TEXTE SOURCE:
· · · · · · ·

Statue de Jean Paul II par Elisabeth Cibot devant la basilique Notre-Dame de Fourvière à Lyon.
Pape star
Grande vedette de l’Eglise, Jean Paul II sera canonisé le 27 avril en compagnie de Jean XXIII. Les croyants ne sont pas exempts de la starification à l’œuvre dans notre société, comme le montrent les programmes "spécial canonisation" des éditeurs religieux et la parution, décidée contre la volonté de leur auteur, des notes personnelles de Karol Wojtyla chez Bayard.
Dimanche 1er mai 2011, Jean Paul II, pape qui a connu l’un des plus longs pontificats de l’histoire - de 1978 à 2005 -, était proclamé bienheureux par son successeur, le pape Benoît XVI. Le 27 avril prochain à Rome, neuf ans après sa mort, en la fête de la Divine Miséricorde qu’il a créée, il sera canonisé par le pape François en une cérémonie unique avec Jean XXIII, autre pape de poids.

· · · · · · ·

LISTE DES CONSIGNES:
• A. Indiquez si chacune des affirmations suivantes concorde avec le texte sur Jean Paul II, en répondant par oui ou par non et en citant les mots décisifs du texte : (i) Jean Paul II a été proclamé bienheureux par Benoît XVI ; (ii) les notes personnelles de Karol Wojtyla ont été publiées avec l'accord de leur auteur ; (iii) la canonisation aura lieu à Lyon.
• B. Rédigez la suite du texte sur Jean Paul II en partant de sa dernière phrase.

DOCUMENTS FOURNIS:
· · · · · · ·

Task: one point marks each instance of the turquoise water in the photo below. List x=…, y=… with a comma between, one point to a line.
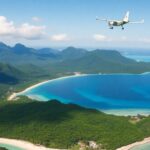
x=126, y=93
x=139, y=58
x=142, y=147
x=10, y=147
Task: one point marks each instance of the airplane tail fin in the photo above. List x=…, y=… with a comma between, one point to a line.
x=126, y=18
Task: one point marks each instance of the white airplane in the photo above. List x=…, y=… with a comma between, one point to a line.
x=125, y=20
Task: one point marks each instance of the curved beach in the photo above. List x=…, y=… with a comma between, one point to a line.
x=130, y=146
x=14, y=95
x=23, y=144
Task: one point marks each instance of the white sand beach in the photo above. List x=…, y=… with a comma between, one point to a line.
x=128, y=147
x=14, y=95
x=23, y=144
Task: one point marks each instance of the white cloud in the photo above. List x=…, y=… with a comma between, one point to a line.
x=60, y=37
x=28, y=31
x=36, y=19
x=100, y=37
x=6, y=27
x=25, y=30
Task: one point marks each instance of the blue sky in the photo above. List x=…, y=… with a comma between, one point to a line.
x=62, y=23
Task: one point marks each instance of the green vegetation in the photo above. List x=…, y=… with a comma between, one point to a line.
x=52, y=123
x=58, y=125
x=2, y=148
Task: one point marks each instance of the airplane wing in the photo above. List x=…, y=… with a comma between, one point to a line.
x=142, y=21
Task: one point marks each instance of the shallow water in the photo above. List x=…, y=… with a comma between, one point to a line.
x=109, y=93
x=139, y=58
x=10, y=147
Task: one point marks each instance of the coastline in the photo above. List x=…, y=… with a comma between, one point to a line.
x=14, y=95
x=23, y=144
x=130, y=146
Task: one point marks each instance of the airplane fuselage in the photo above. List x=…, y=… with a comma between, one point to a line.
x=117, y=23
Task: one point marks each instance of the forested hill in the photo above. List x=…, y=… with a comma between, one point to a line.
x=25, y=65
x=58, y=125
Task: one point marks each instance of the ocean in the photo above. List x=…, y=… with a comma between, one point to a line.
x=119, y=94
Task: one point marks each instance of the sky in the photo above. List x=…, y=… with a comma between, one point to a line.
x=63, y=23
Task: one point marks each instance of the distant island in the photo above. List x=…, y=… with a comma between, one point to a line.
x=54, y=124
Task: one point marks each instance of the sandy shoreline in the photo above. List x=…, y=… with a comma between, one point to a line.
x=23, y=144
x=14, y=95
x=128, y=147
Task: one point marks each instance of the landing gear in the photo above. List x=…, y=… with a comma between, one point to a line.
x=111, y=28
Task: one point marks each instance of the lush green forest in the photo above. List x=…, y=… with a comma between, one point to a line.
x=58, y=125
x=52, y=123
x=21, y=66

· · · · · · ·

RÉPONSES DE L'EXERCICE:
• A.
(i) Oui : « était proclamé bienheureux par son successeur, le pape Benoît XVI ».
(ii) Non : « décidée contre la volonté de leur auteur ».
(iii) Non : « Le 27 avril prochain à Rome ».

• B.
De fait, cette canonisation est l’une des plus rapides de l’histoire récente de l’Eglise. Ce record a été rendu possible grâce à l’autorisation accordée par Benoît XVI - à la suite d’une pétition signée par 170 cardinaux - de commencer le procès de béatification avant le délai légal de cinq ans après la mort de l’intéressé. Jean-Paul connaît donc un destin post-mortem aussi exceptionnel que celui qui a été le sien de son vivant. A point nommé, deux jours avant la canonisation, un livre-événement paraît chez Bayard, "Je suis dans les mains de Dieu". Carnets intimes 1962-2003.
"On est dans le cœur du réacteur"
"On connaît le Jean Paul II écrivain, orateur, théologien. Dans ses Carnets, c’est l’homme en débat avec lui-même, explique Frédéric Boyer, son heureux éditeur. On est vraiment dans le cœur du réacteur. C’est la fabrique personnelle de sa spiritualité et de sa relation à Dieu. Il brasse des références scripturaires, théologiques et littéraires (il aimait beaucoup Dostoïevski, Simone Weil ou encore Shakespeare) très diverses."
Le pape polonais avait fait de son secrétaire particulier, Stanislaw Dziwisz, son exécuteur testamentaire. Dans son testament spirituel, Jean Paul II avait demandé à son plus proche collaborateur de brûler ses notes personnelles.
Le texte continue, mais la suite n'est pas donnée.